### PAGE EXTRACT
━━━━━━━━

Here's one of the two stained-glass patterns I made in a rush for the convention:
I'm not sure how this came to be either? I was supposed to be doing other things that never actually got finished. But suddenly I loved the idea of having small dots being different colors than the surrounding window.
It looked okay when lit up at the convention. A lot of kids ooh-ed and ah-ed. The convention had no electric outlets I could use, so I searched my house frantically until I found something battery-powered that would work passably well, an old light-up blue tooth speaker.
Here it is at the convention. I really wished I'd had my plug-in light.
The light I wished I could have used:
I ran out of time, but I have all sorts of ideas that I think would be fun to work on. A LEGO Lite Brite seems like it would be pretty easy to do.
Oh look, someone made one already. (I am pretty sure that everything has already been made before.)

━━━━━━━━

### TO BE DONE
[a] Answer these questions about the stained-glass post, one per line:
(i) Why couldn't the writer use a plug-in light at the convention?
(ii) What battery-powered item did the writer find to light the pattern?
(iii) What project does the writer say seems like it would be pretty easy to do?
[b] From the stained-glass post, extract the part that opens with the words containing "Here's one of" and closes with "blue tooth speaker.".

### DATA ENTRIES
━━━━━━━━

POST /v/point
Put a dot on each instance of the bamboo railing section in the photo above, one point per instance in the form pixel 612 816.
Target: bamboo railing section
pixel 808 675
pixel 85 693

━━━━━━━━

### OUTPUTS IN ORDER
[a]
(i) The convention had no electric outlets the writer could use.
(ii) An old light-up blue tooth speaker.
(iii) A LEGO Lite Brite.

[b]
Here's one of the two stained-glass patterns I made in a rush for the convention:
I'm not sure how this came to be either? I was supposed to be doing other things that never actually got finished. But suddenly I loved the idea of having small dots being different colors than the surrounding window.
It looked okay when lit up at the convention. A lot of kids ooh-ed and ah-ed. The convention had no electric outlets I could use, so I searched my house frantically until I found something battery-powered that would work passably well, an old light-up blue tooth speaker.